TAREFA PROPOSTA 1: Segundo a notícia sobre Tank Girl, por meio de qual produtora Margot Robbie adquiriu os direitos da obra?
TAREFA PROPOSTA 2: Na notícia sobre Tank Girl, reescreva o trecho de "Justamente por isso, é" até "diferentes recursos visuais.", trocando "punk rock" por "rock progressivo".

TEXTO EXIBIDO:
*-*-*

Além de adquirir os direitos de adaptação para os cinemas da cultuada HQ britânica independente, a PRODUTORA Margot Robbie já selecionou o diretor pro projeto e existem chances de que ela mesma viva a protagonista
Desde os primórdios até hoje em dia, Hollywood ainda faz o que George Melies fazia e adapta coisas. Eram livros, contos, peças de teatro e musicais, vieram as séries de TV, os brinquedos, os joguinhos e, nas últimas décadas, não sei se você conseguiu perceber e tal, mas foi a vez dos quadrinhos. Tá dando dinheiro? Coloca na linha de produção e segue o jogo, enquanto não tiver uma outra fonte de inspiração (Dead David deve estrear entre as threads de twitter).
Mas, se engana quem tá pensando que adaptação de “histórias em quadrinhos” se resumem a Marvel e DC, com a palavra “super-herói” estampada no meio da cara. É preciso lembrar que gibi não é apenas e tão somente sinônimo de justiceiros de collant colorido cruzando os céus — e que justamente a diversidade de narrativas que temos nos quadrinhos dos mais diferentes gêneros pode de alguma forma ajudar a dar um sabor diferente no quesito ORIGINALIDADE às próximas produções das telonas.
Justamente por isso, é de se celebrar a notícia de Margot Robbie, definitivamente a mais nova workaholic do mercado cinematográfico americano, adquiriu da MGM, via sua produtora LuckyChap Entertainment, os direitos para fazer uma nova versão cinematográfica de Tank Girl. A obra inglesa, criada pela dupla Jamie Hewlett e Alan Martin no final dos anos 1980 e totalmente inspirada na estética do punk rock, é uma deliciosa loucura caótica, anárquica, absurda, com pouco ou nenhum respeito por narrativas tradicionais, misturando diferentes recursos visuais.

*-*-*

(Registros de um conjunto de rotulagem por pontos)

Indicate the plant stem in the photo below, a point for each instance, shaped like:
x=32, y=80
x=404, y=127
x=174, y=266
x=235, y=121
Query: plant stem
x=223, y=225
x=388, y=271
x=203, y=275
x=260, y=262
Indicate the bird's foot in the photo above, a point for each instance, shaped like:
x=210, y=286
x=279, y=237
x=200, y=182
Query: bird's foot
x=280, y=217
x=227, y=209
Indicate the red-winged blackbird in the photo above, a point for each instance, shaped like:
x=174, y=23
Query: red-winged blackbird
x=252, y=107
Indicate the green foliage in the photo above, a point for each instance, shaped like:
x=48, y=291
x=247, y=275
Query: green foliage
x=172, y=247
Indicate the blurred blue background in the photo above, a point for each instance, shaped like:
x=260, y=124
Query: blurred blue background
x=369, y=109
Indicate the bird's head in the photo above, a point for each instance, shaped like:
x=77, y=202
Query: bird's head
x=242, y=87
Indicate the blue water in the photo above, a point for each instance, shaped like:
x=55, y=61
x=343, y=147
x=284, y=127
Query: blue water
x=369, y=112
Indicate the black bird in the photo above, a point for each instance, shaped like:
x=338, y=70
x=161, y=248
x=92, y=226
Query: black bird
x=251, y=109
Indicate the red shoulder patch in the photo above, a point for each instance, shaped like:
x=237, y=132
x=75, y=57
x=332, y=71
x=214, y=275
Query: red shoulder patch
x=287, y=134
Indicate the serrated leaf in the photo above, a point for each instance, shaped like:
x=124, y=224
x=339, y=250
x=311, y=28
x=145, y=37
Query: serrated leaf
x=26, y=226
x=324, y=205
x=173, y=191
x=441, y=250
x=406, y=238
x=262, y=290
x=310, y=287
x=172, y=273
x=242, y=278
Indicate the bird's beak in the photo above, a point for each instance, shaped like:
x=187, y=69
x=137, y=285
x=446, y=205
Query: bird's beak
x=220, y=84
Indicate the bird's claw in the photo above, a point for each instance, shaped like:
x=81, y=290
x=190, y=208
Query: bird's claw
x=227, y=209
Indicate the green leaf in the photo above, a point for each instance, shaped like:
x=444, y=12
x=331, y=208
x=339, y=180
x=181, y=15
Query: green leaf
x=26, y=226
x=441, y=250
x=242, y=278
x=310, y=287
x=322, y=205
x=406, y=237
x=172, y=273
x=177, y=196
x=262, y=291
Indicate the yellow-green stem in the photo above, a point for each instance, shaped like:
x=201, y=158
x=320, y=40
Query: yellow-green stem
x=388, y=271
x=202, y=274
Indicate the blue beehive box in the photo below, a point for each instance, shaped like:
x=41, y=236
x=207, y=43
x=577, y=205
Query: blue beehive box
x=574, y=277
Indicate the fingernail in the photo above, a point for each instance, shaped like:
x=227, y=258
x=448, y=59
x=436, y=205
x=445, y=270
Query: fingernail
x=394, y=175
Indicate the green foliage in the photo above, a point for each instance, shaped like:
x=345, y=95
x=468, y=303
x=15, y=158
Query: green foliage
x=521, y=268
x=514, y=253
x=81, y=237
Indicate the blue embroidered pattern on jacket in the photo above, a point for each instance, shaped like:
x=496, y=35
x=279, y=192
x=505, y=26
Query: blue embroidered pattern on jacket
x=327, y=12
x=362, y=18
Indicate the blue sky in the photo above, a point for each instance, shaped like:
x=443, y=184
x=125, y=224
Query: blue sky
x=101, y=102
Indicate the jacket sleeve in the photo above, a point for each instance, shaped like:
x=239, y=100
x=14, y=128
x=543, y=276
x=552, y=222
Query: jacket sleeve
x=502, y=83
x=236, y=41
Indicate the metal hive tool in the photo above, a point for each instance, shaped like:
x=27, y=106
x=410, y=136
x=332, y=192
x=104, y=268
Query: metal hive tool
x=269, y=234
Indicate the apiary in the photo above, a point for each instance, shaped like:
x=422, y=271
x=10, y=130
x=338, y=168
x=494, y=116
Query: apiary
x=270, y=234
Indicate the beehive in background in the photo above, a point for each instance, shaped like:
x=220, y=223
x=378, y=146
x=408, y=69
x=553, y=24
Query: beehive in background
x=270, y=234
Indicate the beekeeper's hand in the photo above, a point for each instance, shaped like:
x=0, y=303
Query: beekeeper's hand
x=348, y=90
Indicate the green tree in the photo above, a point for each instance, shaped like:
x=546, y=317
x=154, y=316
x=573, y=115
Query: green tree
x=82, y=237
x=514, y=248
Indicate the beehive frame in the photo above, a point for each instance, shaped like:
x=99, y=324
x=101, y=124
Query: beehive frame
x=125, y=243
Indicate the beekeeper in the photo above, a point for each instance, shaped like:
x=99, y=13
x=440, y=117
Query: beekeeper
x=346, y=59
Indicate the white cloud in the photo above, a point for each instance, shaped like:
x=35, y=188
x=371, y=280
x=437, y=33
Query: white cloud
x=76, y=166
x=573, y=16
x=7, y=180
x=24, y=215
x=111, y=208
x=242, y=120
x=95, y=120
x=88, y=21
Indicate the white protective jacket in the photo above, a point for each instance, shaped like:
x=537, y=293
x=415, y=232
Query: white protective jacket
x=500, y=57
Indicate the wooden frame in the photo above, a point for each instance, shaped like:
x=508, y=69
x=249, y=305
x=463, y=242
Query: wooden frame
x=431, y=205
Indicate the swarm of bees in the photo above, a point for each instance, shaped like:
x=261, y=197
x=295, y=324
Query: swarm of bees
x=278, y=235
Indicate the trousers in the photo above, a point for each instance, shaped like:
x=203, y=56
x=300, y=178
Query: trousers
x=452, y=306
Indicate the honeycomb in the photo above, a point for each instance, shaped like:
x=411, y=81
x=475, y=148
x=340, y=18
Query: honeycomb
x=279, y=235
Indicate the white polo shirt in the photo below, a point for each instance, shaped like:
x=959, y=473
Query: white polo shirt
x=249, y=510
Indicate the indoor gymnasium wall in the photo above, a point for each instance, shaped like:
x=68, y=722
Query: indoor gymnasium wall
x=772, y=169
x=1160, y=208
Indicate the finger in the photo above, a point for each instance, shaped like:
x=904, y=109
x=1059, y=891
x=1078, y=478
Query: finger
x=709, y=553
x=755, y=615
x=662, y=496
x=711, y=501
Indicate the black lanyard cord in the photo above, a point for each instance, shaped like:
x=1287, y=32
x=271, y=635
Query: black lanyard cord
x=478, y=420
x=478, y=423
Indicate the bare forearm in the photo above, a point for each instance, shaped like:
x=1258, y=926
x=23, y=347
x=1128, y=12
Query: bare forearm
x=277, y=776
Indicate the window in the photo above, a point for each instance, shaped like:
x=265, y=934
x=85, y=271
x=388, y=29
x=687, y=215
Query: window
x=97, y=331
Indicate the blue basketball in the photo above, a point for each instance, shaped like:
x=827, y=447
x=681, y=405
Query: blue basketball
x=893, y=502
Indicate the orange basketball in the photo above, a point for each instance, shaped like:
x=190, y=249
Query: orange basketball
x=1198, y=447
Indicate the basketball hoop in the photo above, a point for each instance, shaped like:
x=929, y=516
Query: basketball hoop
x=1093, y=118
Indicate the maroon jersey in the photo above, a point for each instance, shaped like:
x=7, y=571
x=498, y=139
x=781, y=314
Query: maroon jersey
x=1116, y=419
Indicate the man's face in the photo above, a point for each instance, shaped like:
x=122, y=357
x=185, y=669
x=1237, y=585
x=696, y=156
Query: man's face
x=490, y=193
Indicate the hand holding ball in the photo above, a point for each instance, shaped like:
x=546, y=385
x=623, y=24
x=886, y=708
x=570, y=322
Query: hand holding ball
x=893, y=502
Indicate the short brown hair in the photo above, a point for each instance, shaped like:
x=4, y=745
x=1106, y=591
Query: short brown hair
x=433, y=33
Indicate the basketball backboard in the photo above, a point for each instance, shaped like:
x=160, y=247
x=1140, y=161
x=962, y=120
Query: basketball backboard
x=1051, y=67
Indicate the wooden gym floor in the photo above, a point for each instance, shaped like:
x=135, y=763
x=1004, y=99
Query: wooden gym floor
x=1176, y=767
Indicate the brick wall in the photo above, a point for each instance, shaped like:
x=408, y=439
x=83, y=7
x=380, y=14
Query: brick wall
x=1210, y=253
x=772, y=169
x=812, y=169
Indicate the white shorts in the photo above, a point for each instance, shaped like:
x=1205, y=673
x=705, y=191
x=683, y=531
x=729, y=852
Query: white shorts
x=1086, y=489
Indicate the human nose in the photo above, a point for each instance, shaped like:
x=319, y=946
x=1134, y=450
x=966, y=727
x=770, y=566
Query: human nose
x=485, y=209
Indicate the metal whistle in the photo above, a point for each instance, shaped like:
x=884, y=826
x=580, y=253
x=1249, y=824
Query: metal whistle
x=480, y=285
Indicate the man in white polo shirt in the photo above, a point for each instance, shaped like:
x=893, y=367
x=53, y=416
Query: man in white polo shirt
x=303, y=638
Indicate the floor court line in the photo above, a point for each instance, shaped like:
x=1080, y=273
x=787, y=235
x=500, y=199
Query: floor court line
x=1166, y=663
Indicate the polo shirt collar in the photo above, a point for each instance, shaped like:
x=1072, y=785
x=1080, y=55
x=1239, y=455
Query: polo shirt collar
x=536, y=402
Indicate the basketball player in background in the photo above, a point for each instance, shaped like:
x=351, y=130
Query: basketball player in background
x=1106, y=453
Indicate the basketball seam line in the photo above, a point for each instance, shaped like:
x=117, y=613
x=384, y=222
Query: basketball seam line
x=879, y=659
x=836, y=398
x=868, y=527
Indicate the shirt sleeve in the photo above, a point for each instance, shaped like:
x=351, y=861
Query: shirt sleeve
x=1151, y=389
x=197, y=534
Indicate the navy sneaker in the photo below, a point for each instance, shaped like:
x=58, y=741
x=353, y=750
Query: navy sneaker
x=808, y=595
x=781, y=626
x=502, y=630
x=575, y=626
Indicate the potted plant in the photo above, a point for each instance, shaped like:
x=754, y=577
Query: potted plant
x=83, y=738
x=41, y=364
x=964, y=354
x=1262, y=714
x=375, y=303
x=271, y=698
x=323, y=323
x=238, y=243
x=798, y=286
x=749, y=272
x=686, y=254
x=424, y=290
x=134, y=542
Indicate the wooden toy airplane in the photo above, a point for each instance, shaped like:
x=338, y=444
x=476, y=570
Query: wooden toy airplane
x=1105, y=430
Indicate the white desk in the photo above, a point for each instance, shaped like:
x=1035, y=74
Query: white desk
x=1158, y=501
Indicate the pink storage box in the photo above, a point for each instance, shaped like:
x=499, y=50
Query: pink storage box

*-*-*

RESPOSTA CORRETA 1: LuckyChap Entertainment.

RESPOSTA CORRETA 2:
Justamente por isso, é de se celebrar a notícia de Margot Robbie, definitivamente a mais nova workaholic do mercado cinematográfico americano, adquiriu da MGM, via sua produtora LuckyChap Entertainment, os direitos para fazer uma nova versão cinematográfica de Tank Girl. A obra inglesa, criada pela dupla Jamie Hewlett e Alan Martin no final dos anos 1980 e totalmente inspirada na estética do rock progressivo, é uma deliciosa loucura caótica, anárquica, absurda, com pouco ou nenhum respeito por narrativas tradicionais, misturando diferentes recursos visuais.